[Data provided]:
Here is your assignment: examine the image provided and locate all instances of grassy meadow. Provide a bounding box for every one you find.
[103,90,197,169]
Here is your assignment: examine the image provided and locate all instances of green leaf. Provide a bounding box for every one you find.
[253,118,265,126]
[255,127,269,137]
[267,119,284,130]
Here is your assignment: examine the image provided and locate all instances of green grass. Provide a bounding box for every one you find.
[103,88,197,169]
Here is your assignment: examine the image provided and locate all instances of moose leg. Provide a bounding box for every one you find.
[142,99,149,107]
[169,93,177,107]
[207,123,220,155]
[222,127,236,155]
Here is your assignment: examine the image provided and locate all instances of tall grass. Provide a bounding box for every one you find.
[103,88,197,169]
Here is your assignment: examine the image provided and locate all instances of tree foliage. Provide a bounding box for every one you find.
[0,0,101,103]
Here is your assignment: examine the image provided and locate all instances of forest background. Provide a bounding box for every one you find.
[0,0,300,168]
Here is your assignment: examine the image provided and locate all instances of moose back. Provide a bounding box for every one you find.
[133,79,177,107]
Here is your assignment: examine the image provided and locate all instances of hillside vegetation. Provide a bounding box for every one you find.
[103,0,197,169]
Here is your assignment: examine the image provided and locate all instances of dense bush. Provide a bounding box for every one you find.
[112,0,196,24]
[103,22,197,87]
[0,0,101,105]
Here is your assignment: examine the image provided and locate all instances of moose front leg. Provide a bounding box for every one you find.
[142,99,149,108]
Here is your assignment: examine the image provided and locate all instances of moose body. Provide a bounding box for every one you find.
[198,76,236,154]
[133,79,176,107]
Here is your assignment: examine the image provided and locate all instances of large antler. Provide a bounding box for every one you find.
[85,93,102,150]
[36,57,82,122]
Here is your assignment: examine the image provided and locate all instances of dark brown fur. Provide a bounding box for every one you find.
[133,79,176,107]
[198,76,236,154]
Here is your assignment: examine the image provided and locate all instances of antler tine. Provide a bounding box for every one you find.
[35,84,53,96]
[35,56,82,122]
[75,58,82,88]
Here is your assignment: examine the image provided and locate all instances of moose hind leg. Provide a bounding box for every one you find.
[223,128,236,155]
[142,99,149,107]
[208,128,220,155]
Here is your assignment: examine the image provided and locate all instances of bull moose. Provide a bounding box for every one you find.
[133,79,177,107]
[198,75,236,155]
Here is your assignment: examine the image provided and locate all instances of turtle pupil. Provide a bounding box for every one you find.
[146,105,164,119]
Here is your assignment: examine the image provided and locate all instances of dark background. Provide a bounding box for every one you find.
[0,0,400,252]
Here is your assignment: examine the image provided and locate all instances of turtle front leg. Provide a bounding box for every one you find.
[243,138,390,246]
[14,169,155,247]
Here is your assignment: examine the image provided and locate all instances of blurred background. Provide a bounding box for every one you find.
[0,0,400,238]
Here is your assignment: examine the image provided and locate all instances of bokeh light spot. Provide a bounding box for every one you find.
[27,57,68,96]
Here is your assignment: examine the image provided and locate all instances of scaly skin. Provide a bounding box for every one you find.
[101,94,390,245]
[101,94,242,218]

[Task prompt]:
Recast every record above as a Markdown table with two columns, Row and Line: Row numbers each line in sequence, and Line holds the line itself. Leave out any blank lines.

[Complete output]:
| Row | Line |
|---|---|
| 1 | Here is your assignment: examine the image provided and locate all instances of grassy meadow. Provide a bounding box for every one you find. |
| 2 | [103,90,197,169] |
| 3 | Here is your assignment: examine the image provided and locate all instances of green leaf. Provide a bounding box for every one you find. |
| 4 | [253,118,265,126] |
| 5 | [255,127,269,137] |
| 6 | [267,119,284,130] |
| 7 | Here is your assignment: examine the image provided and locate all instances of green grass. Provide a bounding box for every one you find. |
| 8 | [103,88,197,169] |
| 9 | Here is your assignment: examine the image provided and locate all instances of moose leg. Provide a bounding box for every one you find. |
| 10 | [142,99,149,107] |
| 11 | [169,93,177,107] |
| 12 | [207,123,220,155] |
| 13 | [222,127,236,155] |
| 14 | Here is your assignment: examine the image provided and locate all instances of tall grass. Provide a bounding box for every one you find. |
| 15 | [103,88,197,169] |
| 16 | Here is your assignment: examine the image provided and locate all instances of tree foliage. Provide a bounding box for every one you find. |
| 17 | [0,0,101,103] |
| 18 | Here is your assignment: examine the image provided and locate all instances of forest background. Provide a bounding box for every one you find. |
| 19 | [0,0,300,168] |
| 20 | Here is your assignment: examine the image provided and locate all instances of moose back. Provide a bounding box for every one you find. |
| 21 | [133,79,177,107] |
| 22 | Here is your assignment: examine the image provided and locate all instances of hillside vegetation. Provide a bounding box for every one you find. |
| 23 | [103,0,197,169] |
| 24 | Here is your assignment: examine the image provided and locate all instances of dense bush. Provide a bounding box for every one you find. |
| 25 | [112,0,196,24] |
| 26 | [103,22,197,87] |
| 27 | [0,0,101,105] |
| 28 | Here is your assignment: examine the image provided and locate all instances of moose front leg. Provide a bounding box for every one you find. |
| 29 | [142,99,149,108] |
| 30 | Here is your assignment: examine the image provided and locate all instances of moose body. Provide a bounding box for every one you find. |
| 31 | [198,76,236,154] |
| 32 | [133,79,176,107] |
| 33 | Here is your assignment: examine the image provided and locate all instances of large antler. Provide a bounding box for every one you find. |
| 34 | [85,93,102,150] |
| 35 | [36,57,82,122] |
| 36 | Here is your assignment: examine the image provided and locate all instances of dark brown fur. Provide a bounding box for every one you find. |
| 37 | [133,79,176,107] |
| 38 | [198,76,236,154] |
| 39 | Here is your assignment: examine the image provided and locate all instances of antler tine. Provide a bounding box for every one you find. |
| 40 | [35,84,53,96] |
| 41 | [35,56,82,122] |
| 42 | [75,58,82,88] |
| 43 | Here is your assignment: examine the image provided and locate all instances of moose hind leg. Provide a bounding box for every one you find. |
| 44 | [223,128,236,155] |
| 45 | [142,99,149,107] |
| 46 | [208,128,220,155] |
| 47 | Here is your assignment: examine the image provided and locate all instances of bull moose. Provide a bounding box for every one you find. |
| 48 | [133,79,177,107] |
| 49 | [198,75,236,155] |
| 50 | Here is your assignment: examine the image provided and locate all instances of turtle pupil. Provide a bounding box for every one you find. |
| 51 | [146,105,164,119] |
| 52 | Here is your assignment: examine the image provided and locate all instances of dark background. Provide a bounding box for every one you find. |
| 53 | [0,0,400,252] |
| 54 | Here is your assignment: examine the image provided and locate all instances of turtle front leg. Provide a bounding box for every one you find. |
| 55 | [243,138,390,246] |
| 56 | [14,169,155,247] |
| 57 | Here is your assignment: examine the image provided and locate all instances of blurred background. Provide a bounding box for every one you find. |
| 58 | [0,0,400,238] |
| 59 | Here is your assignment: examine the image provided and locate all instances of bokeh light spot. Provide a bounding box for every one you find. |
| 60 | [27,57,68,96] |
| 61 | Here is your assignment: examine the image provided and locate all instances of scaly skin. Provide a bounding box for every one you find. |
| 62 | [101,94,390,245] |
| 63 | [101,94,242,218] |